►

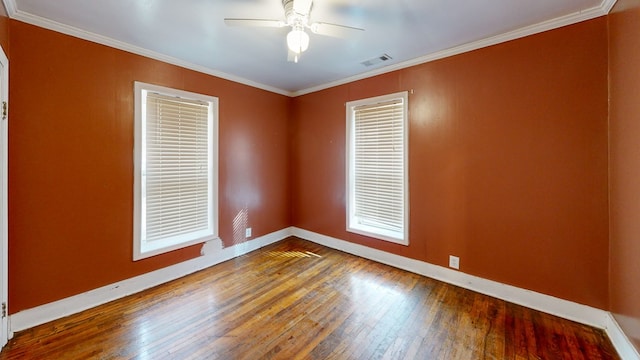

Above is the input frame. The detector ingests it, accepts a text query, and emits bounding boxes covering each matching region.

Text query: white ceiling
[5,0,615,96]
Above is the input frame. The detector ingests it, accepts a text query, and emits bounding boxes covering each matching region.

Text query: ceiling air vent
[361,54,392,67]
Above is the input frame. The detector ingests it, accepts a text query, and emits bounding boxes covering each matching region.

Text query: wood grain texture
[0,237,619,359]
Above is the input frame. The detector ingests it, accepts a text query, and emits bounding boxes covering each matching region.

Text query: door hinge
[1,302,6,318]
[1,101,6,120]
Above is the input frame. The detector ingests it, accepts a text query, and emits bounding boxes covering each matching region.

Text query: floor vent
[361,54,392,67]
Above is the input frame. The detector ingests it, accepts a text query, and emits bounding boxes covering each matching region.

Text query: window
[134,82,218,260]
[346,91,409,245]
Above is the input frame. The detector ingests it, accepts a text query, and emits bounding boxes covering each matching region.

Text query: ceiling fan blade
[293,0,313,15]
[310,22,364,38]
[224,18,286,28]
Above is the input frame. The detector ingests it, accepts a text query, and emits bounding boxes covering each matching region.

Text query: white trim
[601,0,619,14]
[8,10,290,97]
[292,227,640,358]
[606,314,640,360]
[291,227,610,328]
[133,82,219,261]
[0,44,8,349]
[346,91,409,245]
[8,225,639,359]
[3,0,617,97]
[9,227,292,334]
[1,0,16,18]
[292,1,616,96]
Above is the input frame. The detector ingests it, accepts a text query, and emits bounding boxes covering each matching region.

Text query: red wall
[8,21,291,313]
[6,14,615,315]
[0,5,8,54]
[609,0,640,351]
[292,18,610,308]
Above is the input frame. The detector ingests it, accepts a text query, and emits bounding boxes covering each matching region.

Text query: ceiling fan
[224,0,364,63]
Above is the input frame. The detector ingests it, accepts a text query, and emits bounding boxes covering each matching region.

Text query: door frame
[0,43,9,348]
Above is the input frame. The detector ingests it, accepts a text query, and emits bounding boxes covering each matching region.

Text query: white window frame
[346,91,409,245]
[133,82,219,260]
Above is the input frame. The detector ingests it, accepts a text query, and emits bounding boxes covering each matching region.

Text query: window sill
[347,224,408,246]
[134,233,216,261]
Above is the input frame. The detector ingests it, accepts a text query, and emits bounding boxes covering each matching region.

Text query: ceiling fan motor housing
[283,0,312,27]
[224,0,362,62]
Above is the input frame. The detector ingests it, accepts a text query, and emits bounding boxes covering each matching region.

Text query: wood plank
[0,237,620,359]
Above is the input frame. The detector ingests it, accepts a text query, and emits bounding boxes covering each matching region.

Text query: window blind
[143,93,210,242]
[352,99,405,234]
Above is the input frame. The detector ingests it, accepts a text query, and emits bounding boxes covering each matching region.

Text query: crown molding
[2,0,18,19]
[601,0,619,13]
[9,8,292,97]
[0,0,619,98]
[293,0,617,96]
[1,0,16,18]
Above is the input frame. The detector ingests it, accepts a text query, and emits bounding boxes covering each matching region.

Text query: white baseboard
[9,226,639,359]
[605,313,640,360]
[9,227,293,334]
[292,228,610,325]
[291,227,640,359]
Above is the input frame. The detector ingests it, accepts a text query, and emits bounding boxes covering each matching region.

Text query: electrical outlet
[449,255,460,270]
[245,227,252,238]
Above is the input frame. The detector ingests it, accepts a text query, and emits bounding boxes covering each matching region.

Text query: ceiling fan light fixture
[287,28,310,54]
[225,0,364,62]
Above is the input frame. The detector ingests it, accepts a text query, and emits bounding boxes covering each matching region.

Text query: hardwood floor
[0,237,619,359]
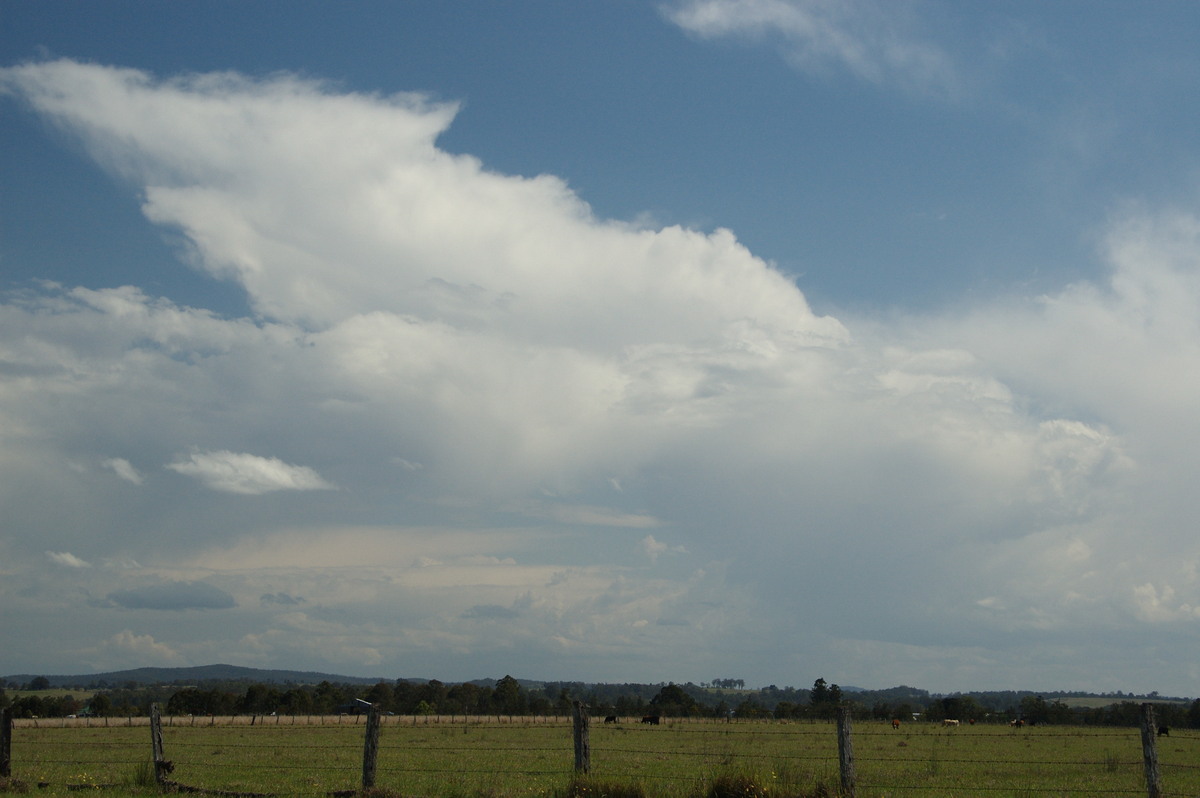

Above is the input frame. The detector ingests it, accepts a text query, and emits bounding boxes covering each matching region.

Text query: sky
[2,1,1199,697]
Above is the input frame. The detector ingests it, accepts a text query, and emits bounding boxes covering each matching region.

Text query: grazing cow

◄

* [Assigned task]
Retype the records above exactly. Leave the pictures out.

* [Reply to the exercise]
Above is the input frame. The detector ingests it, accepts a text query, and emits bounding boxes covering each matching region.

Text query: white ceiling
[5,0,615,96]
Above is the input frame. The detector ingests it, accepts a text query, and emits bounding boxes covering each matching region.

Text query: ceiling air vent
[361,54,392,67]
Above is the input frame. The detector ingests it, accepts a text query, and emits bounding boxes covering each matching region.

Text query: wood grain texture
[0,237,619,359]
Above is the input frame. The detector ingests it, accepts a text query, and emits bounding boxes covering each matching region.

Text query: door hinge
[1,302,6,318]
[1,101,6,120]
Above is the input frame. The detector ingests it, accepts a text query, and emits bounding boxes covering each matching region.

Text query: floor vent
[361,54,392,67]
Above is the input frame. The detector ingests it, accepts a text query, and emits bounding boxes covering each matching region.

Text query: window
[134,82,218,260]
[346,91,409,245]
Above is the input frame. The detector ingests it, accepts a text query, and emits bounding boxes covering each matching region.

Text query: ceiling fan blade
[293,0,313,15]
[310,22,364,38]
[224,18,286,28]
Above is the input frame. The detector ingests it, accepts a text query, and emits bounding boxes covering each matching region.

Text query: white trim
[601,0,619,14]
[8,10,290,97]
[292,227,640,358]
[606,314,640,360]
[291,227,610,328]
[133,82,219,261]
[0,44,8,349]
[346,91,409,245]
[8,225,639,359]
[3,0,617,97]
[9,227,292,334]
[1,0,16,18]
[292,1,616,96]
Above is the input frame. The detector ingests it, accepts a text query, and emits bounding boxes covering each matching region.

Text query: red wall
[8,21,291,313]
[6,14,615,315]
[0,5,8,54]
[609,0,640,351]
[292,18,610,308]
Above is the input frame. The detector ingests it, accepts a text query, and emits bounding boxes covering each matching region.

Text query: ceiling fan
[224,0,364,63]
Above is the input frame. The detector ingests it, accepts a text query, and emits bounding boxes covering each matching region.

Text query: door frame
[0,43,9,348]
Above is the input frame. The detector ingests it, accepts a text query, and emits bounding boxes covering each matching region.

Text query: white window frame
[346,91,409,245]
[133,82,219,260]
Above is the input frame. The detector ingests it, accepts a text query, and emits bounding boxes covering each matching region.

Text query: window sill
[347,224,408,246]
[134,233,216,261]
Above is the input frame. The detector ingests it, accepts a text query, and emits bounding boxes covering each matching region.

Text query: ceiling fan motor housing
[283,0,312,27]
[224,0,362,62]
Above is the input frame. The detector ingests it, accepts a text query, and emits bounding boxes covering each matching region.

Text query: wood plank
[0,237,620,359]
Above is the input frame. The detector ingests it, accepts a text query, and emits bounding boxes covering each matching region.

Text query: window blind
[143,93,210,242]
[352,99,405,234]
Above is the input frame. The detector ingests it, accepts a text query, and emits bounding boxes covering each matching region.

Text query: crown molding
[2,0,18,19]
[601,0,619,13]
[9,8,292,97]
[0,0,619,98]
[293,0,617,96]
[1,0,16,18]
Above is the input frame. The detector ingests it, accepts a text query, and emits bounding boxes covering each matching region.

Text query: white baseboard
[9,226,639,359]
[605,313,640,360]
[9,227,293,334]
[292,228,610,325]
[291,227,640,359]
Above is the input frame. The detector ingests it, accepts a text query, and emits bounding boxes covering each matching region.

Text query: electrical outlet
[449,255,460,270]
[245,227,252,238]
Above is the input frame. The detector ingests it, accepts a text query, and emits bounding boxes covering each matching region.

Text query: ceiling fan light fixture
[287,28,310,54]
[225,0,364,62]
Above is the input frame. The detector ingests it, accepts a text query, and emits bounding boxes covering each matching region.

Text query: hardwood floor
[0,237,619,359]

Above is the input frame. The detector ingests it, accepts a text query, and emits bounding boxes covering each matching region.

Text query: sky
[2,1,1199,697]
Above is the input frame. The detector ingests it, accepts a text query, and emits bounding boxes covering each matching region.

Text query: grazing cow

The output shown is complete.